▸ TASK REQUIREMENTS:
Each record must come back unchanged in your answer, stripped of its images.

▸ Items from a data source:

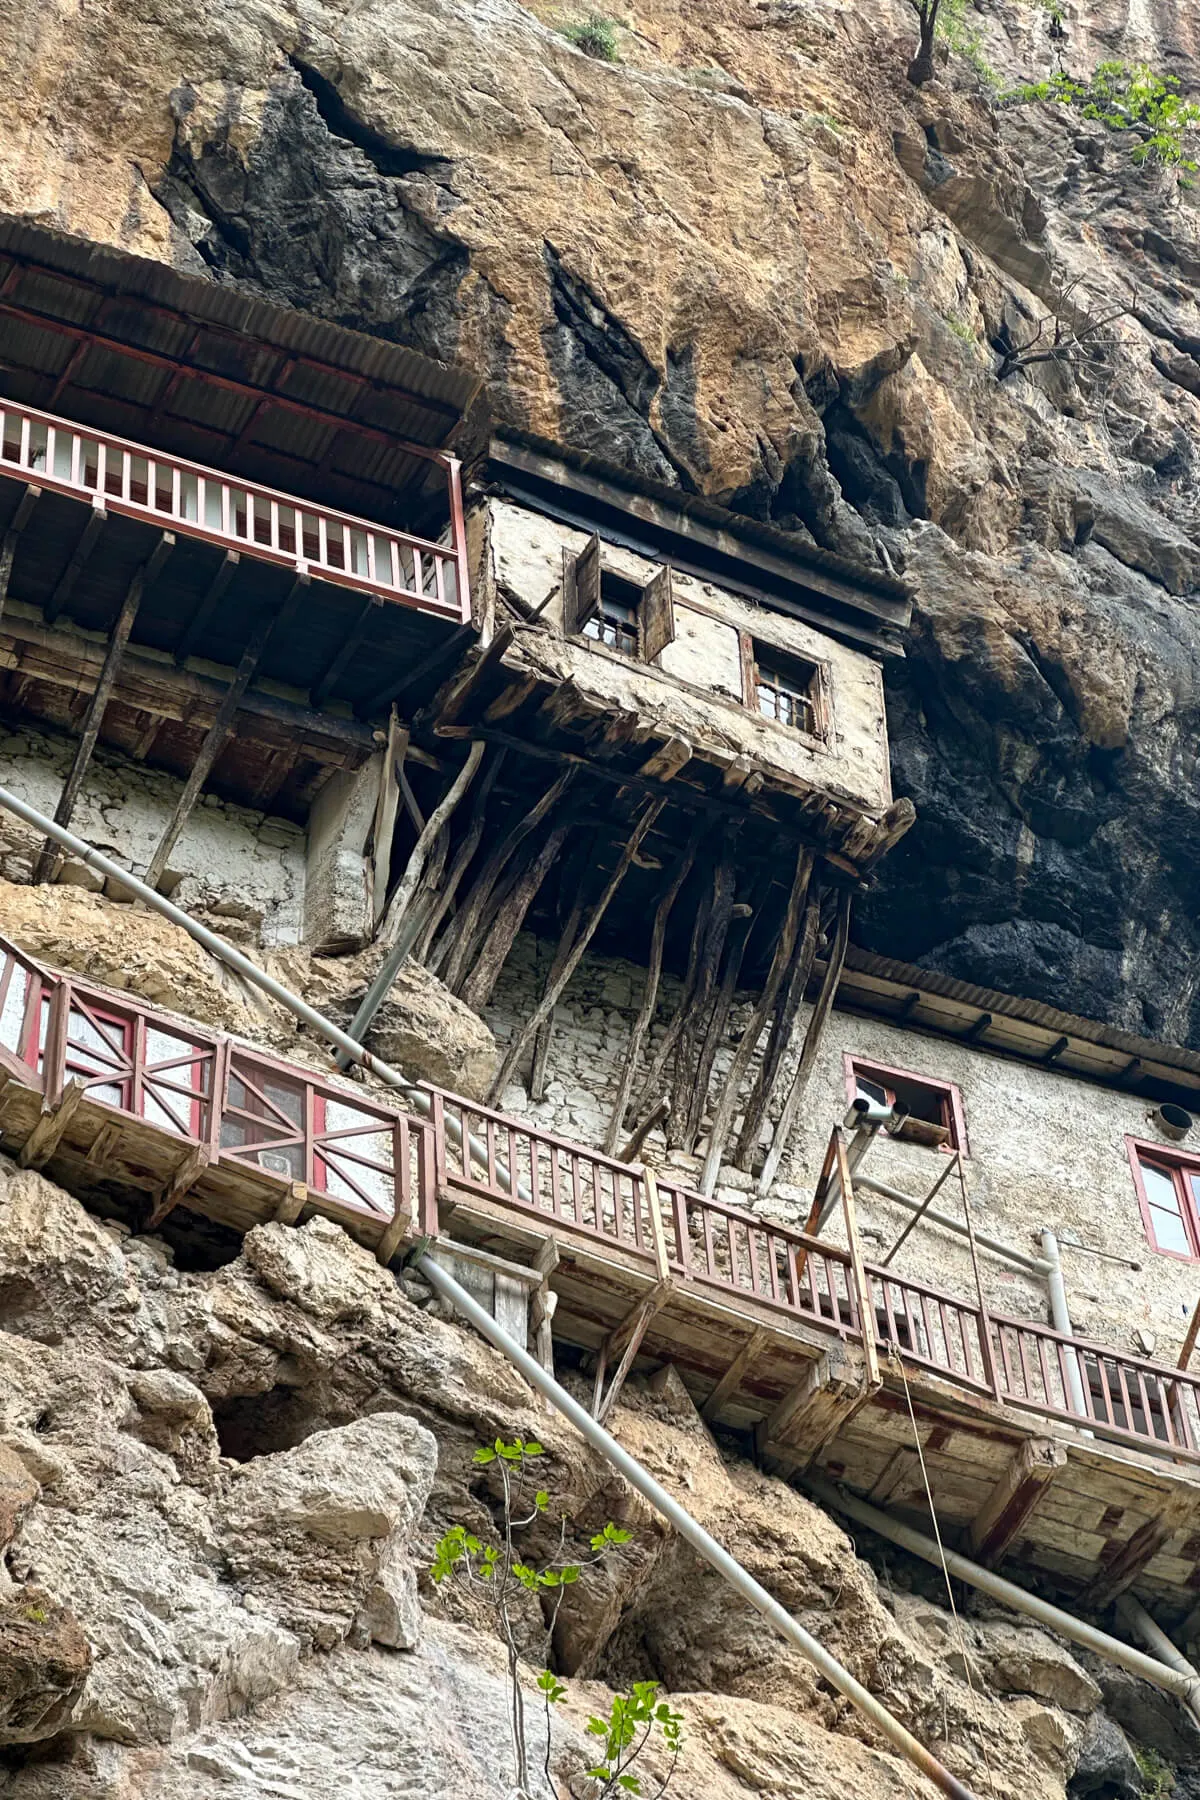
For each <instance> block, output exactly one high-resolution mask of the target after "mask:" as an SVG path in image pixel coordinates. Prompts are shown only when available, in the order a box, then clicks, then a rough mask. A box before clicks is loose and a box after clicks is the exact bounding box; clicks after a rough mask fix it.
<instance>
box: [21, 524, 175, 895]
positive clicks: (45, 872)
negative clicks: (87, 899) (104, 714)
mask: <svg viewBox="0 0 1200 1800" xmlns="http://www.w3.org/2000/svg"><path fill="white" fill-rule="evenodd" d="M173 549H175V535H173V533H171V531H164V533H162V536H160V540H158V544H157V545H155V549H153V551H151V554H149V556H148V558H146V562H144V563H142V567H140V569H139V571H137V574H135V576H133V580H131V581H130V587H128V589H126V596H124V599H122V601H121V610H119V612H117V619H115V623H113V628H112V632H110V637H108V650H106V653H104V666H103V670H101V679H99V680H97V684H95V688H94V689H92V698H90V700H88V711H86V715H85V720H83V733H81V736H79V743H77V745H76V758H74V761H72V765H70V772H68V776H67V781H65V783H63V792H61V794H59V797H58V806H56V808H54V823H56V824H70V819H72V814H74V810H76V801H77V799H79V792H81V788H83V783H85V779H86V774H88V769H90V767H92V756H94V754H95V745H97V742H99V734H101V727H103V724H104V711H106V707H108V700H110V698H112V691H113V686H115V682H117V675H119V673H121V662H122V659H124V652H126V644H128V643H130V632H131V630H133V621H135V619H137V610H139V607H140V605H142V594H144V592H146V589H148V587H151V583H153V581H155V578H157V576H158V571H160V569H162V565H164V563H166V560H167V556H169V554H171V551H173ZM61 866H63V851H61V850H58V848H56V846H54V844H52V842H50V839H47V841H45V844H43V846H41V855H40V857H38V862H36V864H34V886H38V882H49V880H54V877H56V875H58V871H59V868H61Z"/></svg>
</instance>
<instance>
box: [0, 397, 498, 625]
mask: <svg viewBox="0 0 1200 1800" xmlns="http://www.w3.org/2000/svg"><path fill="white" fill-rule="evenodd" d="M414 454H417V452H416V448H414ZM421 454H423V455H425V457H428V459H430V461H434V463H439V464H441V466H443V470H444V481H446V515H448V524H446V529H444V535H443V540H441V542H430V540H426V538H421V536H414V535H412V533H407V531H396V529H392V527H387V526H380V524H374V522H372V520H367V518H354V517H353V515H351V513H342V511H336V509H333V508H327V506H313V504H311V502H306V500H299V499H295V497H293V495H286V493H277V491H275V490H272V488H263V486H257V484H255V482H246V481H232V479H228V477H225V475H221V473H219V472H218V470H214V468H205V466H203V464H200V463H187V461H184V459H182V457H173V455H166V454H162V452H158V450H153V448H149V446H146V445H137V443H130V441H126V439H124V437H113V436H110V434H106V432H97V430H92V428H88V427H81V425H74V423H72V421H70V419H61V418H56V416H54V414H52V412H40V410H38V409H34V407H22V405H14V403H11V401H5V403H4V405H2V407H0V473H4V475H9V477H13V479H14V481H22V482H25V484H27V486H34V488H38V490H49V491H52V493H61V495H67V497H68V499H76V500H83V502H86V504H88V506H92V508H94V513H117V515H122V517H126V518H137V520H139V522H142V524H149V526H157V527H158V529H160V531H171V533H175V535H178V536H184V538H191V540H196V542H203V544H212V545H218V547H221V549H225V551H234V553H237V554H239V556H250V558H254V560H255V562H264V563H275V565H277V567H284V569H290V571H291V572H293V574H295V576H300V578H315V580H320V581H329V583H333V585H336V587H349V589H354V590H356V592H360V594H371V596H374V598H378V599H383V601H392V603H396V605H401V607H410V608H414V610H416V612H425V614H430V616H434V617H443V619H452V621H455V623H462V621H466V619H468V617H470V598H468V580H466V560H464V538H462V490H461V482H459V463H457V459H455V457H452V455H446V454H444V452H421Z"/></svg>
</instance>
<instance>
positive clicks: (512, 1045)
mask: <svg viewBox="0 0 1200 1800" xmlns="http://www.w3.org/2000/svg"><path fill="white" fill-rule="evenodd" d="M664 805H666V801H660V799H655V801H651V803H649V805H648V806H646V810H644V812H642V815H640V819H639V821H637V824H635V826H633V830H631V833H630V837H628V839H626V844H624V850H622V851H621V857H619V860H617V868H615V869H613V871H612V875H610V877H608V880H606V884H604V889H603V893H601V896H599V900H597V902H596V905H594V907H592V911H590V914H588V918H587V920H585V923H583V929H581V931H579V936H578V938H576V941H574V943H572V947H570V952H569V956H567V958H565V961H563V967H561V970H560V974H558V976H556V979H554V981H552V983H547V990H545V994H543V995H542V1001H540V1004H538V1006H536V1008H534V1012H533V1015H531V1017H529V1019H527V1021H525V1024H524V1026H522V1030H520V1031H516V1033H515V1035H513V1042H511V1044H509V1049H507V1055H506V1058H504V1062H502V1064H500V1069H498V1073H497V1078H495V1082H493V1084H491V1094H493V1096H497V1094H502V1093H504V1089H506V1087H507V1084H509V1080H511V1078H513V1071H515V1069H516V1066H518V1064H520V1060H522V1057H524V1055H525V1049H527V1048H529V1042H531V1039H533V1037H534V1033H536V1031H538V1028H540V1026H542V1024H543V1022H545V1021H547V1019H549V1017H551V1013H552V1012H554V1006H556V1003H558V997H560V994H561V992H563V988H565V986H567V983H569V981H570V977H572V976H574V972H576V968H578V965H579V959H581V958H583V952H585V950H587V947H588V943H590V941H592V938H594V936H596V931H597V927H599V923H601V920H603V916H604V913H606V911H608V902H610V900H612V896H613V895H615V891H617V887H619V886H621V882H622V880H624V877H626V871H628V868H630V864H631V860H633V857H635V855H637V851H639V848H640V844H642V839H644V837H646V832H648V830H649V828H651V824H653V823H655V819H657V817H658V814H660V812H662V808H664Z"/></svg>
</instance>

▸ RESPONSE:
For each <instance> block, output exactly one high-resolution mask of the target after "mask:" as an SVG path in image pixel coordinates. Prompts are shown only when available, in the order a box, then clicks, then a rough mask. A box before clicks is loose and a box after clicks is the exact bounding box; clicks after a rough mask fix it.
<instance>
box: [21, 524, 175, 895]
positive clicks: (45, 872)
negative clicks: (87, 899) (104, 714)
mask: <svg viewBox="0 0 1200 1800" xmlns="http://www.w3.org/2000/svg"><path fill="white" fill-rule="evenodd" d="M173 549H175V535H173V533H171V531H164V533H162V536H160V540H158V544H157V545H155V549H153V551H151V554H149V556H148V558H146V562H144V563H142V567H140V569H139V571H137V574H135V576H133V580H131V581H130V587H128V589H126V596H124V599H122V601H121V610H119V612H117V619H115V623H113V628H112V632H110V637H108V650H106V653H104V666H103V670H101V679H99V680H97V684H95V688H94V689H92V698H90V700H88V711H86V715H85V720H83V733H81V736H79V743H77V745H76V758H74V761H72V765H70V772H68V776H67V781H65V783H63V792H61V794H59V797H58V806H56V808H54V823H56V824H70V819H72V814H74V810H76V801H77V799H79V792H81V788H83V783H85V779H86V774H88V769H90V767H92V756H94V754H95V745H97V742H99V734H101V727H103V724H104V711H106V707H108V700H110V698H112V691H113V686H115V682H117V675H119V673H121V662H122V659H124V652H126V644H128V643H130V632H131V630H133V621H135V619H137V610H139V607H140V605H142V594H144V592H146V589H148V587H151V583H153V581H155V578H157V576H158V571H160V569H162V565H164V563H166V560H167V556H169V554H171V551H173ZM61 866H63V851H61V850H58V848H56V846H54V844H52V842H50V839H47V841H45V844H43V846H41V855H40V857H38V862H36V864H34V886H38V882H49V880H54V877H56V875H58V871H59V868H61Z"/></svg>
</instance>
<instance>
box: [0, 397, 498, 625]
mask: <svg viewBox="0 0 1200 1800" xmlns="http://www.w3.org/2000/svg"><path fill="white" fill-rule="evenodd" d="M414 454H417V452H416V448H414ZM421 454H423V455H425V457H428V459H430V461H434V463H439V464H441V466H443V470H444V481H446V515H448V524H446V529H444V535H443V540H441V542H430V540H426V538H421V536H414V535H412V533H407V531H396V529H392V527H387V526H380V524H374V522H372V520H367V518H354V517H353V515H351V513H342V511H336V509H333V508H327V506H313V504H311V502H306V500H299V499H295V497H293V495H286V493H277V491H275V490H272V488H263V486H257V484H255V482H246V481H232V479H228V477H225V475H221V473H219V472H218V470H214V468H205V466H203V464H200V463H187V461H184V459H182V457H173V455H166V454H162V452H158V450H153V448H149V446H146V445H137V443H130V441H126V439H124V437H113V436H110V434H106V432H97V430H92V428H88V427H81V425H74V423H72V421H70V419H61V418H56V416H54V414H52V412H40V410H38V409H34V407H22V405H14V403H11V401H5V403H4V405H2V407H0V473H4V475H9V477H13V479H14V481H22V482H25V484H27V486H34V488H38V490H49V491H52V493H61V495H67V497H68V499H76V500H83V502H86V504H88V506H92V508H94V513H117V515H122V517H126V518H137V520H139V522H142V524H149V526H157V527H158V529H160V531H171V533H175V535H178V536H184V538H191V540H196V542H203V544H212V545H218V547H221V549H225V551H234V553H237V554H239V556H250V558H254V560H255V562H264V563H275V565H277V567H284V569H290V571H291V572H293V574H295V576H300V578H315V580H320V581H329V583H333V585H336V587H349V589H354V590H356V592H360V594H371V596H374V598H378V599H383V601H392V603H396V605H401V607H410V608H414V610H416V612H425V614H430V616H434V617H443V619H452V621H455V623H462V621H466V619H468V617H470V598H468V580H466V560H464V538H462V490H461V482H459V463H457V459H455V457H452V455H446V454H444V452H421Z"/></svg>
</instance>
<instance>
positive clicks: (512, 1045)
mask: <svg viewBox="0 0 1200 1800" xmlns="http://www.w3.org/2000/svg"><path fill="white" fill-rule="evenodd" d="M664 805H666V801H660V799H655V801H651V803H649V805H648V806H646V810H644V812H642V815H640V819H639V821H637V824H635V826H633V830H631V833H630V837H628V839H626V844H624V850H622V851H621V857H619V860H617V868H615V869H613V871H612V875H610V877H608V880H606V884H604V889H603V893H601V896H599V900H597V902H596V905H594V907H592V911H590V914H588V918H587V920H585V923H583V929H581V931H579V936H578V938H576V941H574V943H572V947H570V952H569V956H567V958H565V961H563V967H561V970H560V974H558V976H556V979H554V981H552V983H547V990H545V994H543V995H542V1001H540V1004H538V1006H536V1008H534V1012H533V1015H531V1017H529V1019H527V1021H525V1024H524V1026H522V1030H520V1031H516V1033H515V1035H513V1042H511V1044H509V1049H507V1055H506V1058H504V1062H502V1064H500V1069H498V1073H497V1078H495V1082H493V1084H491V1094H493V1096H497V1094H502V1093H504V1089H506V1087H507V1084H509V1080H511V1078H513V1071H515V1069H516V1066H518V1064H520V1060H522V1057H524V1055H525V1049H527V1048H529V1042H531V1039H533V1037H534V1033H536V1031H538V1028H540V1026H542V1024H543V1022H545V1021H547V1019H549V1017H551V1013H552V1012H554V1006H556V1003H558V997H560V994H561V992H563V988H565V986H567V983H569V981H570V977H572V976H574V972H576V968H578V965H579V959H581V958H583V952H585V950H587V947H588V943H590V941H592V938H594V936H596V931H597V927H599V923H601V920H603V916H604V913H606V911H608V902H610V900H612V896H613V895H615V891H617V887H619V886H621V882H622V880H624V877H626V871H628V868H630V864H631V860H633V857H635V855H637V851H639V848H640V844H642V839H644V837H646V832H648V830H649V828H651V824H653V823H655V819H657V817H658V814H660V812H662V808H664Z"/></svg>
</instance>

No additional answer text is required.